Tâche 1
D'après le bloc de texte, à quelle date la Commission d'arbitrage pour la paix en Yougoslavie a-t-elle jugé que la forme de l'organisation politique interne et les dispositions constitutionnelles constituent de simples faits ?
Tâche 2
Pour chacune des affirmations suivantes, indiquez par oui ou par non si elle concorde avec le bloc de texte, en citant les mots décisifs de celui-ci. (a) L'État peut choisir librement la forme d'organisation étatique. (b) Les immunités reconnues aux chefs d'État n'ont aucun fondement en droit international. (c) Selon Pierre-Marie Dupuy, l'évolution contemporaine confirme l'indifférence du droit à la forme gouvernementale.
Tâche 3
Transcrivez à l'identique le passage du bloc de texte qui commence aux mots « Pour mieux cerner » et s'arrête après « l’aborder en détail. ».

Bloc de texte
La présente étude « creuse » cette exception en empruntant les mécanismes et les moyens internationaux de poursuite disponibles à l’égard du chef d’Etat. Bien que le droit international connaisse des progrès considérables dans ce domaine, il existe d’autres domaines qui restent en dehors de son champ d’intervention. L’Etat est absolument libre de choisir la forme d’organisation étatique et de désigner son chef d’Etat. Cette liberté découle de l’impuissance ou de l’indifférence du droit international. L’impuissance du droit des gens, d’après le Professeur Joe Verhoeven, « à ordonner le changement y traduit moins une faiblesse congénitale de ses mécanismes que le refus d’un milieu structurellement conservateur d’admettre et d’organiser des évolutions qui mettraient en cause la toute puissance de ses membres »6. Quelques années plus tard, l’idée a évolué chez le même auteur, qui parle plutôt de « la liberté de gouvernement »7. D’une autre manière, le droit international manifeste une large mesure d’« indifférence à l’égard de la forme politique ou constitutionnelle » du gouvernement8. La liberté de gouvernement s’oppose constamment à la « liberté de poursuite » à l’égard du chef d’Etat et de gouvernement. Or, d’après le Professeur Pierre-Marie Dupuy, « l’évolution contemporaine invite à nuancer ce constat d’indifférence du droit à la forme gouvernementale »9.

La Commission d’arbitrage pour la paix en Yougoslavie a déjà considéré le 29 novembre 1991 que « la forme de l’organisation politique interne et les dispositions constitutionnelles constituent de simples faits »10. De plus, cette forme devrait être conforme « à certaines exigences fondamentales de ‘bon’ gouvernement », selon le rapporteur spécial Joe Verhoeven11. La prise en compte du caractère obligatoire de la protection des droits de l’homme et du droit international pénal exerce une incidence progressive sur l’organisation interne du pouvoir et surtout sur le statut du chef d’Etat. La protection de ce statut n’est certainement pas un simple fait mais elle constitue une réalité juridique internationale. Les immunités et toutes les formes des privilèges et d’inviolabilité reconnues aux chefs d’Etat ont un fondement profondément ancré dans le droit international. Cependant, dans l’état actuel du droit international, parler de la mise en cause de la responsabilité personnelle du chef d’Etat ne relève plus d’une « hypothèse d’école »12. Les affaires Pinochet, Slobodan Milosevic, Jean Kambanda, Charles Taylor, Hissène Habré, Al Bashir, et autres sont des contre-exemples à l’idée de la futilité de la poursuite du chef d’Etat.
Pour mieux cerner ces exemples, il convient toutefois de définir l’objet (I), l’intérêt et les enjeux (III) de ce sujet qui porte sur la mise en cause de la responsabilité du chef d’Etat et de gouvernement en droit international. De la riche histoire des chefs d’Etat dans le monde découle un florilège de pratiques diverses et variées, exercées au profit, ou au détriment, de cette personne. L’ampleur de ces pratiques appelle par ailleurs à délimiter les contours du sujet (II), avant même de l’aborder en détail.

Liste de données
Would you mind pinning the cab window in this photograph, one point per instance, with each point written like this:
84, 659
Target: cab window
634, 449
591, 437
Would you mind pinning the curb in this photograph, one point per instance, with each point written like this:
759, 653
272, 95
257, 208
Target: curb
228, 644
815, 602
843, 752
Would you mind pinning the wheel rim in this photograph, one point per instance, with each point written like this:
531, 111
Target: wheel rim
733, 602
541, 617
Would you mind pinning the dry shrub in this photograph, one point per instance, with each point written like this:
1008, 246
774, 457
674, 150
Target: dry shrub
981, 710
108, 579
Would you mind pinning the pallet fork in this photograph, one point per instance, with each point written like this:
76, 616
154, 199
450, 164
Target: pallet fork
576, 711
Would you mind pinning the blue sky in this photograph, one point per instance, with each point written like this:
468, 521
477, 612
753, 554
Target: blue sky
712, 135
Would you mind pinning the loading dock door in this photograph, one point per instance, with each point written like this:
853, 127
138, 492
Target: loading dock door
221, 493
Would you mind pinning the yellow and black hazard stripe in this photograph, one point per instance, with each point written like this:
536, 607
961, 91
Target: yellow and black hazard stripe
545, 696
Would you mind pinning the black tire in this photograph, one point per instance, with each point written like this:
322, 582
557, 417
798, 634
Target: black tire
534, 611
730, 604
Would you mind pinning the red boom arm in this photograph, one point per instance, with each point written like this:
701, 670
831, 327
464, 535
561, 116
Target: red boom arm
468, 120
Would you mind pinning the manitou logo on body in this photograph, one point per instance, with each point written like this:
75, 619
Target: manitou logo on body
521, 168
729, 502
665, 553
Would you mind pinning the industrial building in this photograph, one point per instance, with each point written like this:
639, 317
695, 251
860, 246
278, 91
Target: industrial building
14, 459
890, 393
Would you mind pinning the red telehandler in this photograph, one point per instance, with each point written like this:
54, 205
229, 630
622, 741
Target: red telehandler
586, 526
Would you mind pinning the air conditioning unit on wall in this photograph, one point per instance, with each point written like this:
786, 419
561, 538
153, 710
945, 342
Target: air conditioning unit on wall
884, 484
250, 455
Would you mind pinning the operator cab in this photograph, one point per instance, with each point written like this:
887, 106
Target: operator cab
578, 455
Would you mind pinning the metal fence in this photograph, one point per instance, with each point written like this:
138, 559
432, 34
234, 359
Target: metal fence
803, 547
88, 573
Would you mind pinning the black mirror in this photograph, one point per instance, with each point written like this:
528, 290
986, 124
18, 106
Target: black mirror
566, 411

Réponse complète 1
Le 29 novembre 1991.

Réponse complète 2
(a) Oui : « L’Etat est absolument libre de choisir la forme d’organisation étatique et de désigner son chef d’Etat. »
(b) Non : « Les immunités et toutes les formes des privilèges et d’inviolabilité reconnues aux chefs d’Etat ont un fondement profondément ancré dans le droit international. »
(c) Non : « l’évolution contemporaine invite à nuancer ce constat d’indifférence du droit à la forme gouvernementale ».

Réponse complète 3
Pour mieux cerner ces exemples, il convient toutefois de définir l’objet (I), l’intérêt et les enjeux (III) de ce sujet qui porte sur la mise en cause de la responsabilité du chef d’Etat et de gouvernement en droit international. De la riche histoire des chefs d’Etat dans le monde découle un florilège de pratiques diverses et variées, exercées au profit, ou au détriment, de cette personne. L’ampleur de ces pratiques appelle par ailleurs à délimiter les contours du sujet (II), avant même de l’aborder en détail.